■ YANG PERLU DIKERJAKAN:
1. Perbarui renungan tentang kesetiaan Tuhan, yaitu seluruh bagian dari "Merencanakan Hal Yang" hingga "hari yang baru.", lalu tuliskan kembali bagian itu dengan "weker" diganti menjadi "alarm".
2. Dalam satu sampai tiga kalimat, jelaskan alasan yang diberikan renungan tentang kesetiaan Tuhan bahwa yang membuat kita bangun pagi sebenarnya bukan bunyi weker.

■ TEKS HASIL EKSTRAKSI:
----

Merencanakan Hal Yang Baik

(Charles F. Stanley)

Tuhan yang menjaga kita sepanjang malam itu setia, bagaimanapun perasaan kita di pagi harinya.

Apa yang membangunkan Anda pagi ini? Anda mungkin berpikir itu bunyi weker, tetapi sebenarnya hanya ada satu yang membuat Anda dapat bangun dari tempat tidur hari ini – karena Tuhan itu setia. Tadi malam ketika Anda tidur, Anda menyerahkan segala kendali dan masuk ke dalam ketidaksadaran. Tuhanlah yang membuat jantung Anda tetap berdenyut dan memenuhi paru-paru Anda dengan udara sementara Anda beristirahat. Sepanjang malam Dia menjaga Anda dan kemudian membuka mata Anda agar Anda dapat menikmati hari yang baru.

Jika kita jujur, kebanyakan dari kita akan mengakui bahwa kita tidak sering memikirkan kesetiaan Tuhan pada kita, apalagi ketika menjalani aktivitas hidup sehari-hari yang biasa. Tetapi pikirkanlah betapa akan berbedanya pandangan kita jika kita pertama-tama berfokus pada-Nya di pagi hari, dan bersyukur atas penjagaan-Nya pada kita sepanjang malam. Kata-kata di Ratapan 3:22-23 akan menjadi realitas hidup kita: “Tak berkesudahan kasih setia Tuhan, tak habis-habisnya rahmat-Nya, selalu baru tiap pagi, besar kesetiaan-Mu.”

----

■ Entri koleksi:
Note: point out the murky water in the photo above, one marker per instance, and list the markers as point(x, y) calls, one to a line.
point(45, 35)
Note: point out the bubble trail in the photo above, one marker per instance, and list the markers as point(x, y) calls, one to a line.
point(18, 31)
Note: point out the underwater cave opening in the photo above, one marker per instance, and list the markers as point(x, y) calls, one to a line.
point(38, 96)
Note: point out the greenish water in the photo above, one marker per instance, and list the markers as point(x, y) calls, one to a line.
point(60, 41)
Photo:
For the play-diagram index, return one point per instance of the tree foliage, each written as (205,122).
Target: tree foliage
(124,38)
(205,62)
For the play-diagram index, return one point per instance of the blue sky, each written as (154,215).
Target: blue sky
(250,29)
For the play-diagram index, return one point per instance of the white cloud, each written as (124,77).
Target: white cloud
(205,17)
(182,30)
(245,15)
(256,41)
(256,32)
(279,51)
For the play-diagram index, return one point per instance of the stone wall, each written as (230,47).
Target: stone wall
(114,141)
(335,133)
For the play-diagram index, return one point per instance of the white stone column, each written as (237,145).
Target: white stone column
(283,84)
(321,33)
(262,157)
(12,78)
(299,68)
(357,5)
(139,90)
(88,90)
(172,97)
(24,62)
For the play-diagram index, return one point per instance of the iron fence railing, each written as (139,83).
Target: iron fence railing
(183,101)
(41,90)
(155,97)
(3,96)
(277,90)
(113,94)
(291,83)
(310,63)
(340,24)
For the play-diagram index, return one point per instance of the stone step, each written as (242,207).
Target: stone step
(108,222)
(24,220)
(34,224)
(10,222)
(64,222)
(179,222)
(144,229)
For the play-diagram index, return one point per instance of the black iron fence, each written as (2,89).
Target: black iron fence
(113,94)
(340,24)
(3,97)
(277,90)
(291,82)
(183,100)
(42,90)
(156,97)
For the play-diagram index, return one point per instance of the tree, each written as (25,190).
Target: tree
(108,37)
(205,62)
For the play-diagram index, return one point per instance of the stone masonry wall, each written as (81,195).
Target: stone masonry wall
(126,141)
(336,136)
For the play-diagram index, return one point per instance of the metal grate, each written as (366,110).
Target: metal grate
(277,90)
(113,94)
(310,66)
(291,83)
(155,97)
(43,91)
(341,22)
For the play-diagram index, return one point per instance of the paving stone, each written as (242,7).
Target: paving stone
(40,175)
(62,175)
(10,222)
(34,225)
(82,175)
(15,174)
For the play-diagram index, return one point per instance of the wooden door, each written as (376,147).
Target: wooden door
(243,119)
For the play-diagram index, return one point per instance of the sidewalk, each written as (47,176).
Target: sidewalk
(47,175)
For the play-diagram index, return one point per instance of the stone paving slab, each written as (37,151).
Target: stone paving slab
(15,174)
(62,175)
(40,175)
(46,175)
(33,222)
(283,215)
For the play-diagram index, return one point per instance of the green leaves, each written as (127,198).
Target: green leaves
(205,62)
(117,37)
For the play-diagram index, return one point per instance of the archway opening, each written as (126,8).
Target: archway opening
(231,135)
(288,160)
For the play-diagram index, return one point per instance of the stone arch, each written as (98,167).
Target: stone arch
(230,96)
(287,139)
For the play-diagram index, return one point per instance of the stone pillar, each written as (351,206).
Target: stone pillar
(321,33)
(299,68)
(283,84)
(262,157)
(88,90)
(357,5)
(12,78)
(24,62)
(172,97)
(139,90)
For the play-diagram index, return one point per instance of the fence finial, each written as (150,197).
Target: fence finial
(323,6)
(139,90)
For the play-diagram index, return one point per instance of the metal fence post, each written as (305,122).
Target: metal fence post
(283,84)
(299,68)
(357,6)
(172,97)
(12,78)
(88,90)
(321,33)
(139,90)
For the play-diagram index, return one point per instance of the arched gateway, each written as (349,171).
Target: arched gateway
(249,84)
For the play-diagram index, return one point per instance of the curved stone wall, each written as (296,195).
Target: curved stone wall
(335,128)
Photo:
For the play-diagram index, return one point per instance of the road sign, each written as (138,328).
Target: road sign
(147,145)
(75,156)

----

■ JAWABAN TIAP TUGAS:
1.
Merencanakan Hal Yang Baik

(Charles F. Stanley)

Tuhan yang menjaga kita sepanjang malam itu setia, bagaimanapun perasaan kita di pagi harinya.

Apa yang membangunkan Anda pagi ini? Anda mungkin berpikir itu bunyi alarm, tetapi sebenarnya hanya ada satu yang membuat Anda dapat bangun dari tempat tidur hari ini – karena Tuhan itu setia. Tadi malam ketika Anda tidur, Anda menyerahkan segala kendali dan masuk ke dalam ketidaksadaran. Tuhanlah yang membuat jantung Anda tetap berdenyut dan memenuhi paru-paru Anda dengan udara sementara Anda beristirahat. Sepanjang malam Dia menjaga Anda dan kemudian membuka mata Anda agar Anda dapat menikmati hari yang baru.

2. Alasannya adalah karena Tuhan itu setia. Saat tidur, kita menyerahkan segala kendali dan masuk ke dalam ketidaksadaran. Selama itu Tuhan membuat jantung tetap berdenyut, mengisi paru-paru dengan udara, dan menjaga kita sepanjang malam, lalu membuka mata kita agar dapat menikmati hari yang baru.